------ AVAILABLE DATA ------

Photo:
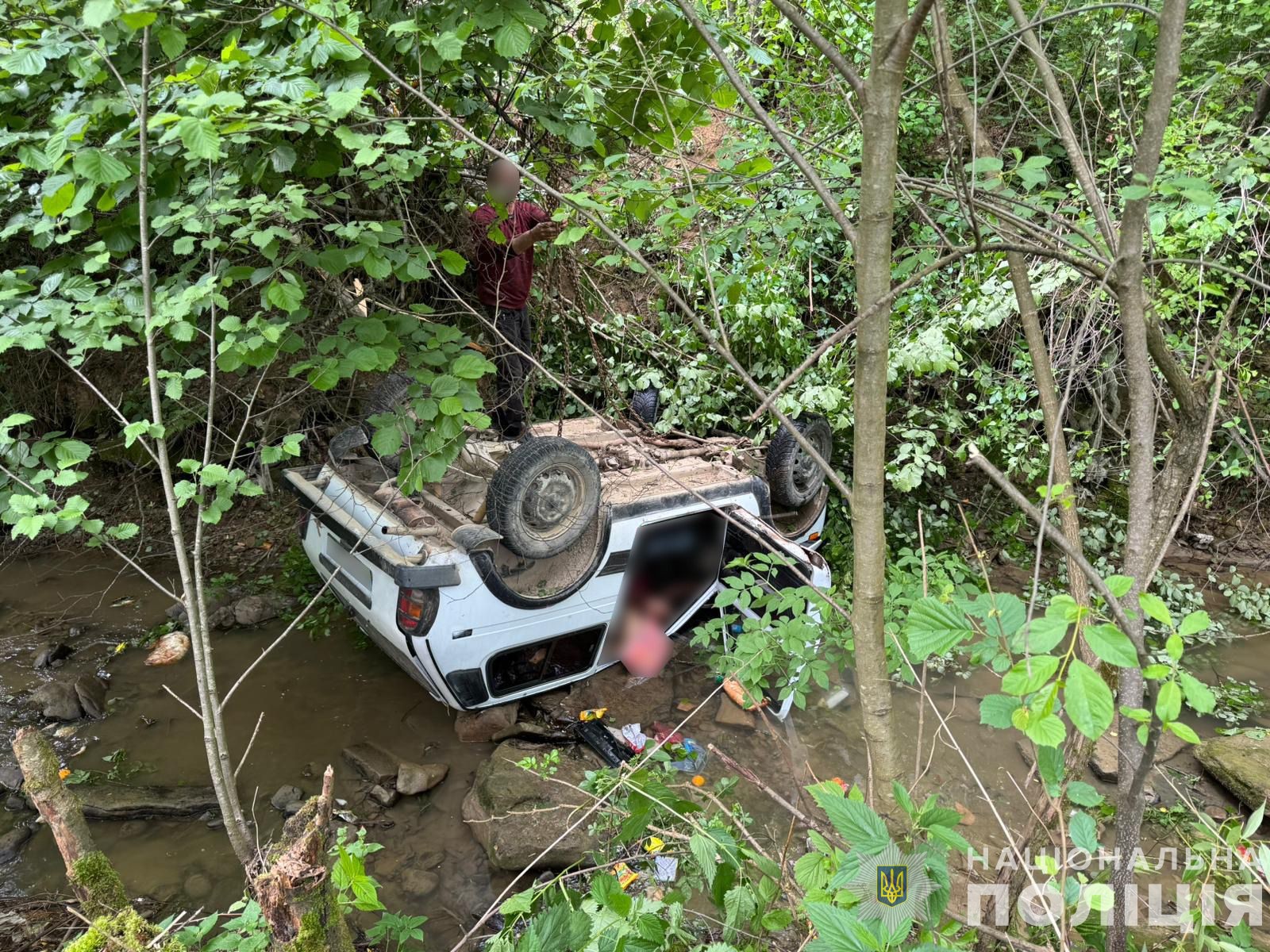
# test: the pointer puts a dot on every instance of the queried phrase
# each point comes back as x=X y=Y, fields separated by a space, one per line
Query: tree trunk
x=1130 y=286
x=873 y=283
x=205 y=676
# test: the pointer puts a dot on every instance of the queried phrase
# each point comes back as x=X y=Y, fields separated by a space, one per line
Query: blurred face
x=505 y=183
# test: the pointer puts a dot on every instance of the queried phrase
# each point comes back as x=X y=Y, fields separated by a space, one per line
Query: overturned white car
x=511 y=575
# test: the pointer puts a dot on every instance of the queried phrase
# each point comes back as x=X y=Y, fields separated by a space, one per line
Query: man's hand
x=545 y=230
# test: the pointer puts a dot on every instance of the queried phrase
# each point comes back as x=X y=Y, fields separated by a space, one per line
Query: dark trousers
x=512 y=336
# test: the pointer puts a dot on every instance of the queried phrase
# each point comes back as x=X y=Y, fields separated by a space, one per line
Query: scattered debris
x=169 y=649
x=625 y=875
x=480 y=727
x=512 y=812
x=732 y=716
x=51 y=655
x=90 y=691
x=600 y=739
x=287 y=793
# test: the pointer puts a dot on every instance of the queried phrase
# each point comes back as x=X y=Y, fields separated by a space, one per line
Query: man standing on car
x=505 y=271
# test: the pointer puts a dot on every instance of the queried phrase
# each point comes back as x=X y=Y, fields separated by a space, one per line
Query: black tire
x=645 y=404
x=543 y=497
x=387 y=395
x=794 y=476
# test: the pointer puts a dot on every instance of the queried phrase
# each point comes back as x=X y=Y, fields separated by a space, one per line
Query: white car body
x=483 y=632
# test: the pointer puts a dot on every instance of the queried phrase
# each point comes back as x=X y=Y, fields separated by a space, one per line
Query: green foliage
x=772 y=631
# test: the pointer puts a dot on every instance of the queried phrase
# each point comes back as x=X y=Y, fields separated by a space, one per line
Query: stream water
x=319 y=696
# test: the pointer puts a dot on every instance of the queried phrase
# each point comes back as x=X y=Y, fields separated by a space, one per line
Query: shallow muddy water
x=321 y=696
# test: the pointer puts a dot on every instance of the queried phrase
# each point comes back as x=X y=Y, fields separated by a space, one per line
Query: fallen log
x=93 y=880
x=122 y=801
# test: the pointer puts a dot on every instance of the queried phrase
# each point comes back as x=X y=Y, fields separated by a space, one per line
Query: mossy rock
x=125 y=930
x=1241 y=765
x=99 y=885
x=514 y=814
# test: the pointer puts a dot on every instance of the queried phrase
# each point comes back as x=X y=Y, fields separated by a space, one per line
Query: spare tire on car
x=793 y=475
x=645 y=404
x=385 y=397
x=544 y=497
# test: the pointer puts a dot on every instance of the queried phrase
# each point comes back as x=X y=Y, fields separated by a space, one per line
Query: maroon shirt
x=502 y=276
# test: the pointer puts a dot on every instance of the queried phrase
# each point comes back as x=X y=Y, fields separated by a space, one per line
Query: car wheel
x=793 y=475
x=645 y=404
x=544 y=497
x=385 y=397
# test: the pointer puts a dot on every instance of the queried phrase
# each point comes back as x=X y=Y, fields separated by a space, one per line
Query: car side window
x=543 y=660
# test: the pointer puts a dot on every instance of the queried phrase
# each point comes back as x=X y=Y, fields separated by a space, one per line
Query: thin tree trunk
x=1130 y=291
x=209 y=704
x=869 y=484
x=1047 y=389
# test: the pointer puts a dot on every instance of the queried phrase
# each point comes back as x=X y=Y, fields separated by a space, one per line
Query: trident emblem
x=892 y=885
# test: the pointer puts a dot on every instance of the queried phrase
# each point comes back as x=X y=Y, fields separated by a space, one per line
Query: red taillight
x=417 y=611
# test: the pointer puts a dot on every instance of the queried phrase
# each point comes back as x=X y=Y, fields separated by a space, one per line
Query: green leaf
x=387 y=441
x=98 y=13
x=996 y=710
x=1041 y=635
x=99 y=168
x=1184 y=731
x=1029 y=674
x=1174 y=647
x=171 y=41
x=704 y=852
x=1111 y=645
x=1199 y=696
x=935 y=628
x=1083 y=831
x=582 y=135
x=512 y=40
x=139 y=19
x=283 y=158
x=1168 y=701
x=200 y=136
x=25 y=61
x=1083 y=793
x=840 y=930
x=452 y=262
x=1119 y=584
x=1087 y=700
x=59 y=201
x=1047 y=731
x=1155 y=608
x=448 y=46
x=1194 y=624
x=283 y=295
x=470 y=366
x=859 y=825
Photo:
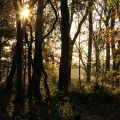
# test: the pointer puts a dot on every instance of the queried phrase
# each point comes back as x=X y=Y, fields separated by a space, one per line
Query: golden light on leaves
x=111 y=35
x=25 y=13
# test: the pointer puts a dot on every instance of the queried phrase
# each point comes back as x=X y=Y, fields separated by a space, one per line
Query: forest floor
x=73 y=106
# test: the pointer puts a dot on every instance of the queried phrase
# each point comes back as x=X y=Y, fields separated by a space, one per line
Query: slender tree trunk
x=113 y=43
x=37 y=66
x=97 y=57
x=65 y=38
x=89 y=47
x=10 y=77
x=30 y=63
x=19 y=57
x=0 y=58
x=70 y=62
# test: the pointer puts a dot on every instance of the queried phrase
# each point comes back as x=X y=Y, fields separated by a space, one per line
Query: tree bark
x=37 y=65
x=65 y=38
x=0 y=58
x=89 y=48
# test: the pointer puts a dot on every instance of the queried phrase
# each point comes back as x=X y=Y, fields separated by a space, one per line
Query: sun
x=25 y=13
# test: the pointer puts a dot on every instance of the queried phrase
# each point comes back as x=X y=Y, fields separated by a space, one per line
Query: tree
x=37 y=65
x=89 y=47
x=64 y=60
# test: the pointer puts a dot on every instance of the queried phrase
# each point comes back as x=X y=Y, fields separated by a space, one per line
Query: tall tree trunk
x=30 y=62
x=37 y=65
x=89 y=47
x=19 y=57
x=97 y=57
x=10 y=77
x=70 y=62
x=113 y=42
x=0 y=57
x=65 y=38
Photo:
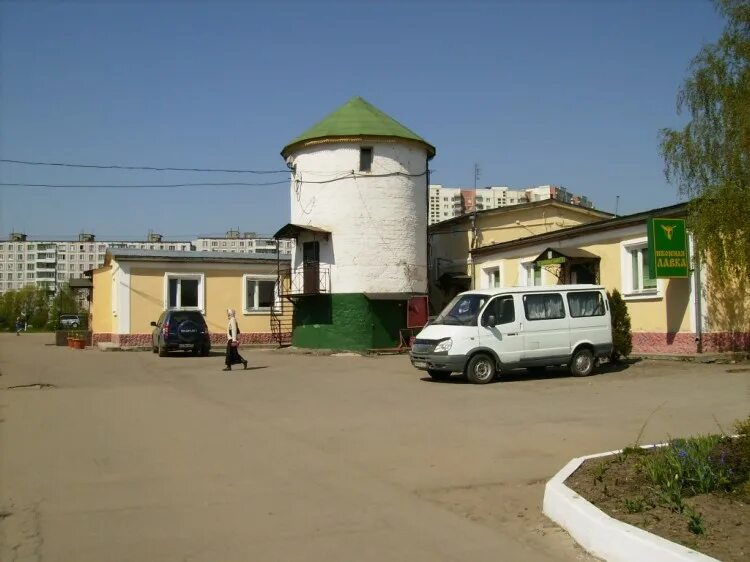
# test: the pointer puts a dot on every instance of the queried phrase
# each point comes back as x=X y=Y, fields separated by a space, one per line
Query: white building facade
x=359 y=216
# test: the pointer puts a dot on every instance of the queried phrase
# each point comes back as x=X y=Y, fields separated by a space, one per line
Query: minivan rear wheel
x=582 y=363
x=481 y=369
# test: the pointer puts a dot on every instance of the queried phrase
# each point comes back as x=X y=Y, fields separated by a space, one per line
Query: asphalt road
x=126 y=456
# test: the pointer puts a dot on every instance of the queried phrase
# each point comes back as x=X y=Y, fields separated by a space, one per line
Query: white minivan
x=483 y=332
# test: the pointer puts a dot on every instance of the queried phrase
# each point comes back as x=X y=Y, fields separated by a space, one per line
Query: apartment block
x=448 y=202
x=50 y=263
x=243 y=243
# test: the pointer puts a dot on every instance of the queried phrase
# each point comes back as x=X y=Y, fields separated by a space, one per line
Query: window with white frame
x=184 y=290
x=637 y=277
x=259 y=293
x=532 y=274
x=492 y=277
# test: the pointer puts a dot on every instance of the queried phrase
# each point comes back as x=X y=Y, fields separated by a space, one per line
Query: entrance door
x=583 y=274
x=311 y=267
x=504 y=337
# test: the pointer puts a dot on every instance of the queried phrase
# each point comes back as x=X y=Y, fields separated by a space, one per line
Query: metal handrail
x=304 y=280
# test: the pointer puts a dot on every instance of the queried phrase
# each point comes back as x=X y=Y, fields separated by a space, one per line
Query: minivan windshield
x=462 y=310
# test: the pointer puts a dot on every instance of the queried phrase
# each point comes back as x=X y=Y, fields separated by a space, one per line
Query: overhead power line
x=355 y=175
x=148 y=168
x=97 y=186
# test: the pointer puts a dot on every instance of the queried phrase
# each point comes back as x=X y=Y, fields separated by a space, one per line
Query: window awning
x=552 y=256
x=292 y=230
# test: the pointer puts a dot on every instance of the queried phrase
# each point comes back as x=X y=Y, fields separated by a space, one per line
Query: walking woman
x=233 y=356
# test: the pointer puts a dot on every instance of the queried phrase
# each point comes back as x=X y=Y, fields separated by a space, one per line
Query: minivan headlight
x=444 y=346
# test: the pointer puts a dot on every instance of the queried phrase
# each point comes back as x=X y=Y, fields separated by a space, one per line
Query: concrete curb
x=721 y=358
x=600 y=534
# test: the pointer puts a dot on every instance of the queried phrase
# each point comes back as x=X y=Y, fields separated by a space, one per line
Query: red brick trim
x=144 y=340
x=685 y=342
x=726 y=341
x=670 y=342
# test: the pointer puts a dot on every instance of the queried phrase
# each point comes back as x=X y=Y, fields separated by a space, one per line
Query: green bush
x=622 y=337
x=687 y=467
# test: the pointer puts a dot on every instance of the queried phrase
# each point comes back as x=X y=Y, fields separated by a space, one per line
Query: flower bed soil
x=619 y=486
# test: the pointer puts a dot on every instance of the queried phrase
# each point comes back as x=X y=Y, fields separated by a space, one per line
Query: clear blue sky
x=569 y=92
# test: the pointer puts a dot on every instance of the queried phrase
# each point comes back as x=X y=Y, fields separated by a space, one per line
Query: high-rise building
x=243 y=243
x=50 y=263
x=448 y=202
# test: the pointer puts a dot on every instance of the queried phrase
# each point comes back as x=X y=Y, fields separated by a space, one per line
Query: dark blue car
x=180 y=330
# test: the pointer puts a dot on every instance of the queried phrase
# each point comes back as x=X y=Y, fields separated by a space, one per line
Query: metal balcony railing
x=309 y=279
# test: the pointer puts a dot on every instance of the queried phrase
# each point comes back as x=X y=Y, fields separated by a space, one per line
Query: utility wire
x=96 y=186
x=150 y=168
x=353 y=175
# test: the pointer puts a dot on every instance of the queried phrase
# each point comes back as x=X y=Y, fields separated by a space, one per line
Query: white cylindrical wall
x=378 y=223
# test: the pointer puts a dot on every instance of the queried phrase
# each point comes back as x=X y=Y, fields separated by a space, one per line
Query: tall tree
x=709 y=158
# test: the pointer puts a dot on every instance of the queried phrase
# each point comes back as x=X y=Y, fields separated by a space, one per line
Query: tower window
x=365 y=159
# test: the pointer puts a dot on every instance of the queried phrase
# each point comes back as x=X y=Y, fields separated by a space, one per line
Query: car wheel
x=481 y=369
x=582 y=363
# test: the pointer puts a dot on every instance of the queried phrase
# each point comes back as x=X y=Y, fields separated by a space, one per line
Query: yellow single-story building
x=135 y=286
x=668 y=315
x=450 y=242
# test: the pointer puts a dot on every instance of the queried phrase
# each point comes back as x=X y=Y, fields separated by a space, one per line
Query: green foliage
x=635 y=505
x=622 y=337
x=687 y=467
x=709 y=158
x=742 y=427
x=64 y=302
x=696 y=524
x=599 y=471
x=38 y=307
x=30 y=301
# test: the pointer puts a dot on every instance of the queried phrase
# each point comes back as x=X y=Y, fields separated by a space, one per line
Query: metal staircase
x=282 y=321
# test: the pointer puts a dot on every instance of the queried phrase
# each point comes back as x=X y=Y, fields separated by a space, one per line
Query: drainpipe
x=698 y=302
x=428 y=249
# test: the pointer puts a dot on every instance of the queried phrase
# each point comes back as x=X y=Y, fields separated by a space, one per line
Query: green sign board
x=667 y=248
x=551 y=261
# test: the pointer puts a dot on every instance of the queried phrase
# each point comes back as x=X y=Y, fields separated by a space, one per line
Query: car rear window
x=544 y=306
x=181 y=316
x=588 y=303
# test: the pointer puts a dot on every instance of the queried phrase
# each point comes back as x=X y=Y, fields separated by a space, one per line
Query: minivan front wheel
x=481 y=369
x=439 y=375
x=582 y=363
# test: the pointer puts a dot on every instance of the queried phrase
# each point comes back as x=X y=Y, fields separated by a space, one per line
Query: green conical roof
x=357 y=118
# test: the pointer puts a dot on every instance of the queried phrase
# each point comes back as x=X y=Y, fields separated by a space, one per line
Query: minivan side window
x=544 y=306
x=502 y=309
x=588 y=303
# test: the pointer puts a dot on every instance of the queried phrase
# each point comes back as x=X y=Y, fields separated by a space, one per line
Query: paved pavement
x=127 y=456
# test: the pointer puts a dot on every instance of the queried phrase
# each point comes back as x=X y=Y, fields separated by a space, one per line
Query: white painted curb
x=600 y=534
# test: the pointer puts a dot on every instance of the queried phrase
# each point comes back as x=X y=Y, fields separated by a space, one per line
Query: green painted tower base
x=347 y=322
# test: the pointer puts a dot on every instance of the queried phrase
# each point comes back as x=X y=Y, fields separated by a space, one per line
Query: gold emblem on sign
x=668 y=230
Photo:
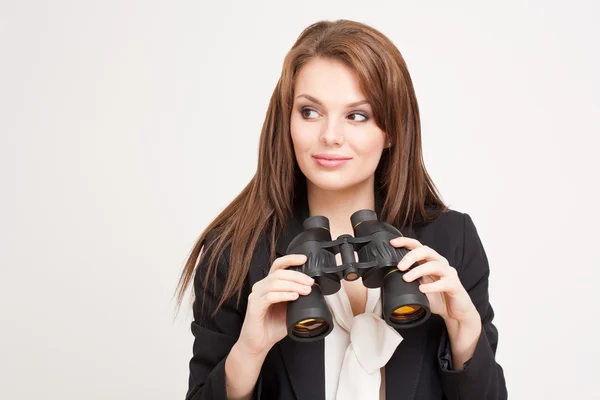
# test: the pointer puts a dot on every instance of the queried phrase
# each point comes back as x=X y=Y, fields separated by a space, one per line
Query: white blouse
x=357 y=349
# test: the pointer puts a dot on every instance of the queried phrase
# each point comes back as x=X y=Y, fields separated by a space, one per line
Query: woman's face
x=326 y=124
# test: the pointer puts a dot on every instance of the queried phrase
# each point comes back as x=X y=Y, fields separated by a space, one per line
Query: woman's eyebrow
x=358 y=103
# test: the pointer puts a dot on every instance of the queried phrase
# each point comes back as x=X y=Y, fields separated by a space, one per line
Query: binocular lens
x=409 y=313
x=310 y=327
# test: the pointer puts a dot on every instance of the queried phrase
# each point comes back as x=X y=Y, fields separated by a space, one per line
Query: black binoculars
x=309 y=318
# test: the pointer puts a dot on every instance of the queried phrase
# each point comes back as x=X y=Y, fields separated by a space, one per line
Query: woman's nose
x=332 y=133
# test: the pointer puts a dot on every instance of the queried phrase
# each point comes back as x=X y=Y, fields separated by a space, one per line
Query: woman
x=345 y=93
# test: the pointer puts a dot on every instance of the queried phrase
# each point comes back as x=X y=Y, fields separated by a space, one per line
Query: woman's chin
x=333 y=183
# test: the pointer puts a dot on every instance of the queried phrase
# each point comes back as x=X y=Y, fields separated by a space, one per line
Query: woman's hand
x=446 y=294
x=265 y=321
x=438 y=280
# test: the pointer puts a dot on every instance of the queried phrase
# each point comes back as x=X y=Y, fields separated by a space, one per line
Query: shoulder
x=446 y=233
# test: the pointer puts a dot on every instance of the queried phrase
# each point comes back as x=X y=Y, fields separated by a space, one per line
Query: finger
x=290 y=275
x=279 y=285
x=443 y=285
x=277 y=297
x=287 y=261
x=429 y=268
x=424 y=253
x=406 y=242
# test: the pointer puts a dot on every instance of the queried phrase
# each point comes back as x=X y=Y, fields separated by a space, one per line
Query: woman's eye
x=360 y=115
x=304 y=111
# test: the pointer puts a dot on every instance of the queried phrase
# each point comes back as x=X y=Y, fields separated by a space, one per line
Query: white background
x=126 y=126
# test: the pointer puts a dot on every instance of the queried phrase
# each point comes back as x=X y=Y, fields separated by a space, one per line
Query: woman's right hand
x=265 y=321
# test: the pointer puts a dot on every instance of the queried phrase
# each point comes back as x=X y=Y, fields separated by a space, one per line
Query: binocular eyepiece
x=309 y=318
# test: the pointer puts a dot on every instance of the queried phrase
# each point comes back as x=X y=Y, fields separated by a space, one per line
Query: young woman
x=341 y=134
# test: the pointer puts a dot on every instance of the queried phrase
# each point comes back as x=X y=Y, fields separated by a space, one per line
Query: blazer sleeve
x=214 y=336
x=482 y=377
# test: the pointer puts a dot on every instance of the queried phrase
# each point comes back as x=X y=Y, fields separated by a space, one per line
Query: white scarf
x=365 y=343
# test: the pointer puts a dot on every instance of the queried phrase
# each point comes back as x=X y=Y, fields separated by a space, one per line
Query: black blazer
x=420 y=368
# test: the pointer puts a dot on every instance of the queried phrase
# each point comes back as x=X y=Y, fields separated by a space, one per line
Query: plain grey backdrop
x=126 y=126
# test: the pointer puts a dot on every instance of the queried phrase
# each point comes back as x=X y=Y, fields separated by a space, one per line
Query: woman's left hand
x=438 y=280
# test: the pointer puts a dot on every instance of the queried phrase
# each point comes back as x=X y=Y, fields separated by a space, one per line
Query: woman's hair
x=265 y=204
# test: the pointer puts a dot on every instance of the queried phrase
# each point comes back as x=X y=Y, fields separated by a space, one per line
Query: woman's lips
x=327 y=163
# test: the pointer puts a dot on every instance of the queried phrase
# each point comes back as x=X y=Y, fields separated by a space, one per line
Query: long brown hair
x=265 y=204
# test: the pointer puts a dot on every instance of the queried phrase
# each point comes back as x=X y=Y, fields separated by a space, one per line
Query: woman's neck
x=339 y=205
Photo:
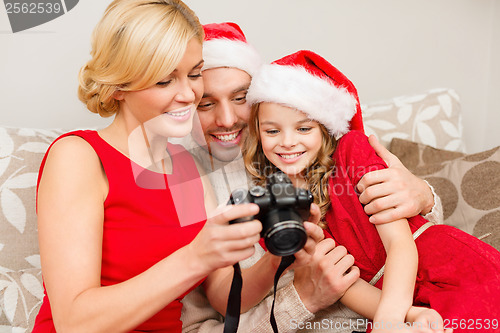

------

When you come to the line containing "Query: woman's left hand" in the records above, repeat that line and all lines after it exactly, but not the pictures.

## ANSWER TO THE PROBLEM
Query: woman's left hand
x=438 y=280
# test: the pointer puts a dot on every instance of the queried phrase
# each point comes back as x=X y=Y, fields separated by a space, one per line
Query: woman's hair
x=265 y=204
# test: the pointer puts a dot on every instance of the queried phrase
# each point comes back as x=X y=Y, fields separated by a space, one per line
Query: woman's lips
x=327 y=163
# test: the pointer puts a dot on every instance of the queried phrase
# each point comes back as x=X y=Y, fields separated by a space, one per line
Query: long brown hair
x=265 y=204
# test: the pointer puts a dot on every instance of the queried phrase
# each point comes back as x=X y=Y, fields separated by a space, one per line
Query: woman's neck
x=339 y=205
Photo:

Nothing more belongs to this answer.